▼
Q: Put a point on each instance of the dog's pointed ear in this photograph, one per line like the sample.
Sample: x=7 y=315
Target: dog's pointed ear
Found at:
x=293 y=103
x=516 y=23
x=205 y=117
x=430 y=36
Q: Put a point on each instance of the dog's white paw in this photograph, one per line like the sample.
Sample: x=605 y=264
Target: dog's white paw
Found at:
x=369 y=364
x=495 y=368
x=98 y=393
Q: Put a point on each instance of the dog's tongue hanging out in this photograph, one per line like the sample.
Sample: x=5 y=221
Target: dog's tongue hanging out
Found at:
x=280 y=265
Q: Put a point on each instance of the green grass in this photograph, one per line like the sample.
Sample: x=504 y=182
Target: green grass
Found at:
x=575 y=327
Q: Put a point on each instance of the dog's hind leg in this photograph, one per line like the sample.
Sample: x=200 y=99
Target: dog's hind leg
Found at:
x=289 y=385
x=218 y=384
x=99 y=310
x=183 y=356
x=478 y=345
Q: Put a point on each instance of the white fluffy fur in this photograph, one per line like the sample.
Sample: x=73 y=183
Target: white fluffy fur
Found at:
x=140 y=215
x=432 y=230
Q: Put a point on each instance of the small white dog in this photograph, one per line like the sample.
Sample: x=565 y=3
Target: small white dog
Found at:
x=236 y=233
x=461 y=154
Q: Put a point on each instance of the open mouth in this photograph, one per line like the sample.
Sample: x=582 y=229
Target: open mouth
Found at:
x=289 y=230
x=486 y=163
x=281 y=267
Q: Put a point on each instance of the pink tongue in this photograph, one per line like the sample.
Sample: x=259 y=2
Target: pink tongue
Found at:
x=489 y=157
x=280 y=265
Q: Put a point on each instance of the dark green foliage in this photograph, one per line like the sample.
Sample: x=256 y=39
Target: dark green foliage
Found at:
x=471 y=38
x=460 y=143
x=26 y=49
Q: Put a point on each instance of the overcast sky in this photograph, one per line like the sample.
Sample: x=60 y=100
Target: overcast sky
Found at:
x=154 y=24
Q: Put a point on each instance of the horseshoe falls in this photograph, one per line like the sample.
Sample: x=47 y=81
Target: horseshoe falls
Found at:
▲
→ **OBJECTIVE**
Could you copy all of the data above line for line, without changing a single character?

→ **SOLVED PROBLEM**
Q: Put a point on each instance of the dog's pointed ear in this photograph, one per line like the sample.
Sample: x=7 y=315
Target: dog's pointed ear
Found at:
x=293 y=103
x=516 y=23
x=205 y=117
x=430 y=36
Q: Put a point on each instance of the dog's white paw in this photograph, one per line like the sample.
Sample: x=605 y=264
Target: dog's white paw
Found at:
x=369 y=364
x=495 y=368
x=98 y=393
Q: Put a point on each instance of the dog's tongue hanging out in this photograph, one per line like the sample.
Sample: x=5 y=221
Target: dog's tongue hanging out
Found at:
x=280 y=265
Q: Put a point on each instance of the green grass in this photograph, one per line like the sample.
Sample: x=504 y=182
Target: green grass
Found at:
x=575 y=327
Q: Put a point on each instance of the dog's hind leg in this photograph, one per line like the sample.
Sample: x=200 y=99
Target: dog's hind leg
Found at:
x=289 y=385
x=218 y=384
x=99 y=310
x=183 y=356
x=478 y=345
Q: Put a point on each instance of the white fluffy fur in this photograph, one per line like the sample.
Sample: x=73 y=183
Target: white fluffy fur
Found at:
x=140 y=215
x=432 y=230
Q: Put a point on each instance of the small white dog in this photograph, one per line like the sample.
Sample: x=565 y=3
Target: small white dog
Found at:
x=236 y=233
x=461 y=154
Q: Put a point on each instance of the open mouth in this photograph, one per line like the sample.
Sample: x=582 y=229
Target: open mouth
Found at:
x=289 y=230
x=486 y=163
x=281 y=267
Q: Put a point on each instance of the pink tongue in this photograph, one per line like the sample.
Sample: x=259 y=2
Target: pink tongue
Found at:
x=489 y=157
x=280 y=265
Q: Put a point on each instance of the dark green foliage in this photograph, one per line like the sample.
Sample: x=256 y=39
Target: dark green foliage
Found at:
x=471 y=38
x=460 y=143
x=26 y=49
Q: Put a point on each instance of the overcast sky in this photograph, one per line like the sample.
Sample: x=60 y=100
Target: overcast sky
Found at:
x=154 y=24
Q: Put a point on each instance of the horseshoe falls in this photograph, one per line like the sample.
Sample: x=47 y=81
Target: horseshoe falls
Found at:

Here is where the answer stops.